WHAT THE TASK ASKS: Filter the listing below and copy every line that contains the string "small". Case counts.
— begin —
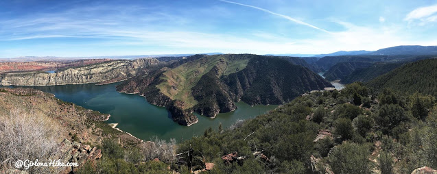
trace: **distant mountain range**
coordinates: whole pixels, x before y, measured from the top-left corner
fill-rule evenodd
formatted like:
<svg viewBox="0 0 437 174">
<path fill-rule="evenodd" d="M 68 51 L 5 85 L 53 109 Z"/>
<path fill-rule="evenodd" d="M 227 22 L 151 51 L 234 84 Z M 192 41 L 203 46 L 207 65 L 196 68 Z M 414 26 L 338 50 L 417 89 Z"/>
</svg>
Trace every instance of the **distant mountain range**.
<svg viewBox="0 0 437 174">
<path fill-rule="evenodd" d="M 318 55 L 315 55 L 314 57 L 323 58 L 326 56 L 355 55 L 369 53 L 371 52 L 372 51 L 366 51 L 366 50 L 351 51 L 337 51 L 332 53 L 328 53 L 328 54 L 318 54 Z"/>
<path fill-rule="evenodd" d="M 340 51 L 329 54 L 318 54 L 314 57 L 339 55 L 437 55 L 437 46 L 401 45 L 377 51 Z"/>
<path fill-rule="evenodd" d="M 89 57 L 58 57 L 58 56 L 22 56 L 12 58 L 0 58 L 0 62 L 28 62 L 38 60 L 79 60 L 79 59 L 137 59 L 137 58 L 156 58 L 162 57 L 185 57 L 196 55 L 196 53 L 187 54 L 150 54 L 150 55 L 103 55 L 103 56 L 89 56 Z M 223 54 L 222 53 L 204 53 L 204 55 Z"/>
</svg>

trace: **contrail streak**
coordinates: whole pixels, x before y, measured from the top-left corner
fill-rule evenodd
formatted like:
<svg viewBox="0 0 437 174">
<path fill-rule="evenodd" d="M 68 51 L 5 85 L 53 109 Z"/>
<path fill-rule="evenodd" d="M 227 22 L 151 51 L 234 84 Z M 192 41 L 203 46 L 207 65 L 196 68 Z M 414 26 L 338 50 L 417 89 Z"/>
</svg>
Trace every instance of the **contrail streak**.
<svg viewBox="0 0 437 174">
<path fill-rule="evenodd" d="M 261 11 L 263 11 L 263 12 L 268 12 L 268 13 L 272 14 L 273 14 L 273 15 L 276 15 L 276 16 L 280 16 L 280 17 L 282 17 L 282 18 L 286 18 L 286 19 L 287 19 L 287 20 L 289 20 L 289 21 L 291 21 L 295 22 L 295 23 L 298 23 L 298 24 L 300 24 L 300 25 L 307 25 L 307 26 L 308 26 L 308 27 L 311 27 L 311 28 L 314 28 L 314 29 L 317 29 L 320 30 L 320 31 L 322 31 L 322 32 L 324 32 L 331 33 L 331 32 L 329 32 L 327 31 L 326 29 L 319 28 L 319 27 L 316 27 L 316 26 L 312 25 L 311 25 L 311 24 L 309 24 L 309 23 L 305 23 L 305 22 L 300 21 L 299 21 L 299 20 L 297 20 L 297 19 L 296 19 L 296 18 L 292 18 L 292 17 L 288 16 L 285 16 L 285 15 L 283 15 L 283 14 L 281 14 L 275 13 L 275 12 L 272 12 L 272 11 L 268 10 L 266 10 L 266 9 L 263 9 L 263 8 L 261 8 L 255 7 L 255 6 L 252 6 L 252 5 L 247 5 L 247 4 L 243 4 L 243 3 L 236 3 L 236 2 L 233 2 L 233 1 L 226 1 L 226 0 L 219 0 L 219 1 L 222 1 L 222 2 L 226 2 L 226 3 L 229 3 L 237 4 L 237 5 L 242 5 L 242 6 L 246 6 L 246 7 L 248 7 L 248 8 L 255 8 L 255 9 L 257 9 L 257 10 L 261 10 Z"/>
</svg>

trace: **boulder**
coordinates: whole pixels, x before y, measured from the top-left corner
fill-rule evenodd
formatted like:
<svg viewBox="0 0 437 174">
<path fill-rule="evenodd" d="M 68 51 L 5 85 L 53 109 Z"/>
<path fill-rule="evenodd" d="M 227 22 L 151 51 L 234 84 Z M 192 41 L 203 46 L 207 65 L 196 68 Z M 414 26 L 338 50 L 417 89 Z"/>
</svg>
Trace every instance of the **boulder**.
<svg viewBox="0 0 437 174">
<path fill-rule="evenodd" d="M 423 166 L 413 171 L 411 174 L 437 174 L 437 170 L 428 166 Z"/>
</svg>

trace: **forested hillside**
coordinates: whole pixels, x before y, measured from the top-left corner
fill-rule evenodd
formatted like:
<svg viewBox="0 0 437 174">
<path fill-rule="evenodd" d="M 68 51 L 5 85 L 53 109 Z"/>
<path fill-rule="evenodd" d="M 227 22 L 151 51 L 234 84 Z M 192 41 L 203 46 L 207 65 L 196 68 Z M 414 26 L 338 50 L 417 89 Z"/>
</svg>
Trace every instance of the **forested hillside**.
<svg viewBox="0 0 437 174">
<path fill-rule="evenodd" d="M 437 59 L 405 64 L 368 82 L 375 90 L 390 88 L 401 92 L 437 96 Z"/>
<path fill-rule="evenodd" d="M 355 82 L 367 82 L 374 78 L 390 72 L 405 63 L 375 63 L 364 69 L 356 69 L 342 79 L 342 84 L 351 84 Z"/>
<path fill-rule="evenodd" d="M 323 74 L 324 78 L 329 81 L 342 79 L 358 69 L 364 69 L 372 65 L 372 63 L 363 62 L 340 62 L 333 66 Z"/>
<path fill-rule="evenodd" d="M 250 105 L 282 104 L 300 95 L 332 85 L 312 72 L 303 60 L 252 54 L 196 55 L 119 85 L 117 90 L 137 93 L 167 107 L 174 121 L 190 125 L 193 114 L 214 118 Z"/>
</svg>

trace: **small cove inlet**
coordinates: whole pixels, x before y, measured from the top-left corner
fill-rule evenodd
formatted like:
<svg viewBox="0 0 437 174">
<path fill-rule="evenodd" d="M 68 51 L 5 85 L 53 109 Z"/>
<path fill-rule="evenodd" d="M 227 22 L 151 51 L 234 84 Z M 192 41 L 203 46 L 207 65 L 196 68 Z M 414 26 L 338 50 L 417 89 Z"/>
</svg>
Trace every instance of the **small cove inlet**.
<svg viewBox="0 0 437 174">
<path fill-rule="evenodd" d="M 217 129 L 222 123 L 224 128 L 228 127 L 239 119 L 255 118 L 278 106 L 259 105 L 251 107 L 240 101 L 236 103 L 238 107 L 236 110 L 219 114 L 215 119 L 196 114 L 199 122 L 187 127 L 172 121 L 170 114 L 165 108 L 147 103 L 143 97 L 116 91 L 115 86 L 118 84 L 25 87 L 53 93 L 63 101 L 110 114 L 110 117 L 106 123 L 118 123 L 117 128 L 144 140 L 156 136 L 165 140 L 175 138 L 179 142 L 200 136 L 210 127 Z"/>
</svg>

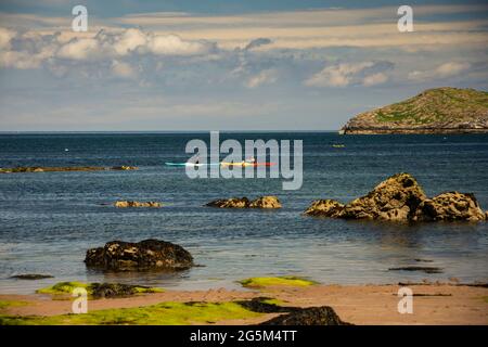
— end —
RESULT OF THIS EXERCISE:
trace: **small cove inlet**
Trace every instance of the **small cove inlet**.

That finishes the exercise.